**Exercise task:** Please turn the material into a numbered list, starting with the line that contains "tuk-tuk windshield in" and going on through the line that contains "x=144, y=179", both included. Leave out blank lines and any other lines.

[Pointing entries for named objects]
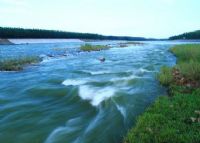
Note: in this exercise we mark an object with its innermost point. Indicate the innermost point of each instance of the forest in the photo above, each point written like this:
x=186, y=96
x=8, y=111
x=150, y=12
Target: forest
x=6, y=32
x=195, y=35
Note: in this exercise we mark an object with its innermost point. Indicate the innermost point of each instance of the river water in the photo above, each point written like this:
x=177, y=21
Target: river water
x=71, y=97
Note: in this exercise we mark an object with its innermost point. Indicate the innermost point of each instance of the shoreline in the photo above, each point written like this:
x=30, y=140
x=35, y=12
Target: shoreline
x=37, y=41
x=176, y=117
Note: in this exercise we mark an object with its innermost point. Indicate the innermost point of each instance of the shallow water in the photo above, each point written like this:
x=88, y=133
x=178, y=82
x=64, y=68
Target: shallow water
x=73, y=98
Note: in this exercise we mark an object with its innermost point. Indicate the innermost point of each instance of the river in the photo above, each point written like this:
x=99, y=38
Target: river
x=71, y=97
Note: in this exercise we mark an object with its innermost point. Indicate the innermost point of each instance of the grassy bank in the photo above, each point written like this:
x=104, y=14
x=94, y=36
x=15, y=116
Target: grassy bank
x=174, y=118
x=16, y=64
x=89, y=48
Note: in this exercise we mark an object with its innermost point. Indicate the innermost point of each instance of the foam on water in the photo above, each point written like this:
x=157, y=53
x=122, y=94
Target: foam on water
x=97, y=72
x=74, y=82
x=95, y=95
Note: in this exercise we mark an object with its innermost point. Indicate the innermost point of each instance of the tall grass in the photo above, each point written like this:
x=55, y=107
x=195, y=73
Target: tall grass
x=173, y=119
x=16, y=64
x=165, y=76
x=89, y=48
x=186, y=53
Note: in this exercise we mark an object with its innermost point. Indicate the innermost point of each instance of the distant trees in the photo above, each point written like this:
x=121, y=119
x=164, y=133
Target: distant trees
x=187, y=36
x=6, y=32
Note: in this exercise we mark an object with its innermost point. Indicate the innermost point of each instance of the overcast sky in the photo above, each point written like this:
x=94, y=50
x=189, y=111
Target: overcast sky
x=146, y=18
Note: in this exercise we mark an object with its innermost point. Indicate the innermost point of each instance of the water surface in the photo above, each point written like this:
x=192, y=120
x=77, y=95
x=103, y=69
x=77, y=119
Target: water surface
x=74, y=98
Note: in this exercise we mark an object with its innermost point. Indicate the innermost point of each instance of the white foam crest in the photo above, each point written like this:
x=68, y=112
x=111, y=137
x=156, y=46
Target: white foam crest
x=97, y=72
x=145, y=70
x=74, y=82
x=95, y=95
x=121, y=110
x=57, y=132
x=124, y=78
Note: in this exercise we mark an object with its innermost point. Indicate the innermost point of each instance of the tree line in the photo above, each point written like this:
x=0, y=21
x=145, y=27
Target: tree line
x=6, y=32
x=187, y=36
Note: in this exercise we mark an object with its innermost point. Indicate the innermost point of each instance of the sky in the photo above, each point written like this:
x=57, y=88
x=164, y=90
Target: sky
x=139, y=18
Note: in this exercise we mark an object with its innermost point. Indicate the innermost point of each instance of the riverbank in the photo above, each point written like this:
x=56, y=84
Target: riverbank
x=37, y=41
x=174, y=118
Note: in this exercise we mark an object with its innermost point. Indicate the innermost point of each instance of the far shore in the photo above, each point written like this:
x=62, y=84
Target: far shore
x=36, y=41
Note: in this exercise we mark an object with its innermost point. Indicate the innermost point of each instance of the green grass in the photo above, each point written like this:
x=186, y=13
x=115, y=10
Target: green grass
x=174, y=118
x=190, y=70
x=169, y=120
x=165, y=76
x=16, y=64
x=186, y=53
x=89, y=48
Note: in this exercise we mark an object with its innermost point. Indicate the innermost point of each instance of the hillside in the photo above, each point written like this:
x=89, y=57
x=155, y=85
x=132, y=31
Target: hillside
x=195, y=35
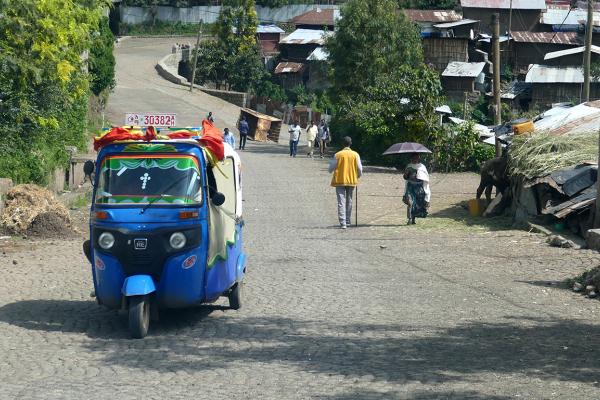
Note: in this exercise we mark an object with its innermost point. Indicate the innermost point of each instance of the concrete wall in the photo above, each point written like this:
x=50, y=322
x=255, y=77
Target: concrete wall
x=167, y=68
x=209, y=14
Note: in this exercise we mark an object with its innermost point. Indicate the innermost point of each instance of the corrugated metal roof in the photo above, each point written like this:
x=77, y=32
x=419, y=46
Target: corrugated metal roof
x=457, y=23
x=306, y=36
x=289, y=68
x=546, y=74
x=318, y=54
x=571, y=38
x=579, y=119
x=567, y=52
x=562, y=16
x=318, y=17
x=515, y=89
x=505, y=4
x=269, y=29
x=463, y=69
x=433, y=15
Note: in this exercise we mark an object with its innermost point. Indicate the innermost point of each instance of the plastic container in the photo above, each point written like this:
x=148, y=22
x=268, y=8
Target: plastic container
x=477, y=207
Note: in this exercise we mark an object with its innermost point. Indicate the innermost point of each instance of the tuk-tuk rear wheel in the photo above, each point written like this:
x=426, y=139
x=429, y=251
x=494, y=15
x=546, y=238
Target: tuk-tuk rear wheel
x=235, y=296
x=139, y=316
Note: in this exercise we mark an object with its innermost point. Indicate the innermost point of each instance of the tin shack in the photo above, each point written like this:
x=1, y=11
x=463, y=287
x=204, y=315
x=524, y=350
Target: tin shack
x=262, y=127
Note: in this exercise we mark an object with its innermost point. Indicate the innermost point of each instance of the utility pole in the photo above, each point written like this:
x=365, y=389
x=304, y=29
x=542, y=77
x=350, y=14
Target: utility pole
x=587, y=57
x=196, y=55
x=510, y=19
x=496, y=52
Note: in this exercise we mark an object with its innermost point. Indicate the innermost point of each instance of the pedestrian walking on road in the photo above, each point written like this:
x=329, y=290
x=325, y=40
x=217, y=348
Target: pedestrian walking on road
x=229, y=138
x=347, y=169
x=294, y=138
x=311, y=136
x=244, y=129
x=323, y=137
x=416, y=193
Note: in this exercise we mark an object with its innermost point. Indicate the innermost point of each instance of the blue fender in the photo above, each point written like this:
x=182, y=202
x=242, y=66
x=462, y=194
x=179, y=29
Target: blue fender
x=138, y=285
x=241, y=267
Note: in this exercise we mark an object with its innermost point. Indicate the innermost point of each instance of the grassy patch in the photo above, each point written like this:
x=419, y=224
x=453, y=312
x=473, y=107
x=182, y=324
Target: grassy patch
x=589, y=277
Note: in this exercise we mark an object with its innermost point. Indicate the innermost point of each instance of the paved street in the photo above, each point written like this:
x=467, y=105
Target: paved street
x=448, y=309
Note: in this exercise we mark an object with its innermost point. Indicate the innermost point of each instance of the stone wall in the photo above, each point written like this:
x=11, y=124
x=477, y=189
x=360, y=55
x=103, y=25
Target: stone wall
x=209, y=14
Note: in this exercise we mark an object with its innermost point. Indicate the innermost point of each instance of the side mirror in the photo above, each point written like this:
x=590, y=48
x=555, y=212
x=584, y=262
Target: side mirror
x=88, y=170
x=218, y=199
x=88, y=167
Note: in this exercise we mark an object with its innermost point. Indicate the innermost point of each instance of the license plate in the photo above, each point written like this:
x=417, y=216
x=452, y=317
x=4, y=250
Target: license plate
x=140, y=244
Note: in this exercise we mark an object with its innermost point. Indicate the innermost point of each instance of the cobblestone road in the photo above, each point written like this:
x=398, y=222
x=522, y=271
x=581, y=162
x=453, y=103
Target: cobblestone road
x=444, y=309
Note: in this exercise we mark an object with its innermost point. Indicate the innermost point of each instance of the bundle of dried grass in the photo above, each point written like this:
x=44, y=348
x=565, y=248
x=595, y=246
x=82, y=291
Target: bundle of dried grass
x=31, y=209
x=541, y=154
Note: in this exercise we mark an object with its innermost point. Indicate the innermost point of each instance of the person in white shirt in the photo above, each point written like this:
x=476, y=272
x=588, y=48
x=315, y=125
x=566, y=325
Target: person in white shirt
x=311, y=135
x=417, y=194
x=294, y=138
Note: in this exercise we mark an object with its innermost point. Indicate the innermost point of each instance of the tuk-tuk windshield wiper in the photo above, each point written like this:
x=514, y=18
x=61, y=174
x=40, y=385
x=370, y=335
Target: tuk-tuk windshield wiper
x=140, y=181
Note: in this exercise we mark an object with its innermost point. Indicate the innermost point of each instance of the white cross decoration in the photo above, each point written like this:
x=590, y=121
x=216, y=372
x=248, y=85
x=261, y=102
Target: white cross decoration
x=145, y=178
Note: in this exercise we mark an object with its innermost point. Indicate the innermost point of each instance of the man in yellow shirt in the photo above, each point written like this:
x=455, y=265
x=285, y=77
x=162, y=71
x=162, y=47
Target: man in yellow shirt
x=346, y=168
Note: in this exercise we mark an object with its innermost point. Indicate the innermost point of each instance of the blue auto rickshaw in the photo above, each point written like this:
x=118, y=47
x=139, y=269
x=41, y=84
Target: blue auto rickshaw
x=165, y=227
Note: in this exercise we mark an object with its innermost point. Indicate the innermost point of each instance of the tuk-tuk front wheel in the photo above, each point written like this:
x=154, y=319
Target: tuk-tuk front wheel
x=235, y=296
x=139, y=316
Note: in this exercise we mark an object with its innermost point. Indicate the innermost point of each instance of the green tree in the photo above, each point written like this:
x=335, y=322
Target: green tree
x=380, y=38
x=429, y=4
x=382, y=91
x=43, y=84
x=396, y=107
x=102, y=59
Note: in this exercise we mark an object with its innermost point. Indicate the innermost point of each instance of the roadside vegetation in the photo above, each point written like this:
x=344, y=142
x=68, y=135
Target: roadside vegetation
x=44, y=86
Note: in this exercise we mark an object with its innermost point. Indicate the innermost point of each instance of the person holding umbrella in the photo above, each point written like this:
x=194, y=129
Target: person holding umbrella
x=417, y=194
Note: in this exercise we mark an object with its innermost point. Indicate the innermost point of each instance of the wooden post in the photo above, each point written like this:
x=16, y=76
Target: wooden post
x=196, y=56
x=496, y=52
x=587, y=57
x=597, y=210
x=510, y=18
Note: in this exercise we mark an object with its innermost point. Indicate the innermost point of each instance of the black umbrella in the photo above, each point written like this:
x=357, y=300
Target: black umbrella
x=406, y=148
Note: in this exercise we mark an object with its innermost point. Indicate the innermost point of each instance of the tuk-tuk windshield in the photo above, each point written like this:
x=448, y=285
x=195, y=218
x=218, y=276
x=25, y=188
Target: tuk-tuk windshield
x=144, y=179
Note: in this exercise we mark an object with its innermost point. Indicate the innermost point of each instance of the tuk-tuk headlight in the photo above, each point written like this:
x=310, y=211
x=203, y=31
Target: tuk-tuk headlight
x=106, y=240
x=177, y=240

==

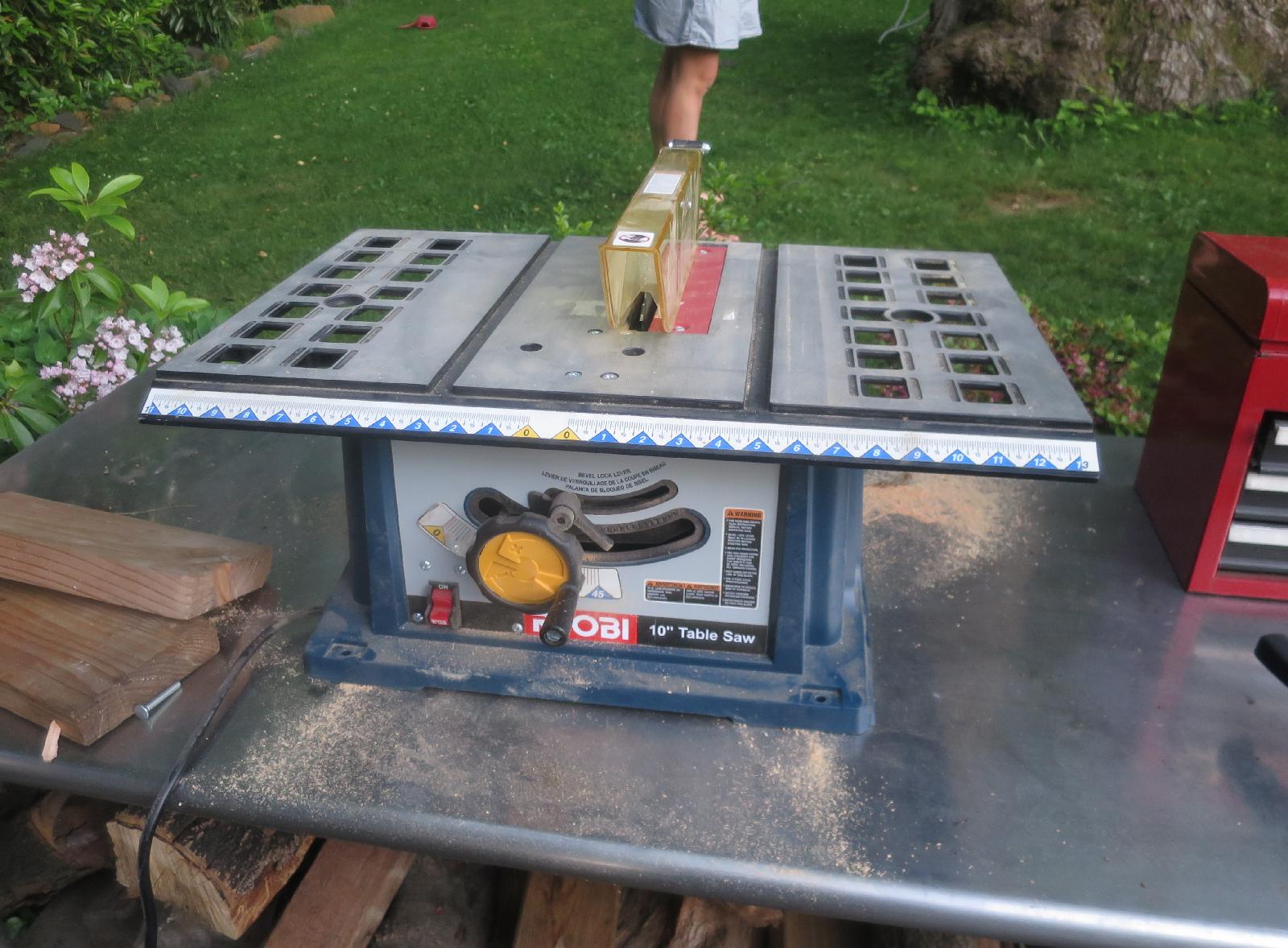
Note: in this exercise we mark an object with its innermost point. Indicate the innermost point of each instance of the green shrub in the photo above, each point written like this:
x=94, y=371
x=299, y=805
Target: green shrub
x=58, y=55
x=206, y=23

**Solution for this exercise:**
1. Note: in this exercise we mark an object with its innermost point. Indicate the innermost point of each instance of the tuk-tuk windshield in the photo above, each point written like this:
2. x=448, y=285
3. x=195, y=218
4. x=218, y=276
5. x=25, y=188
6. Target: tuk-tuk windshield
7. x=144, y=179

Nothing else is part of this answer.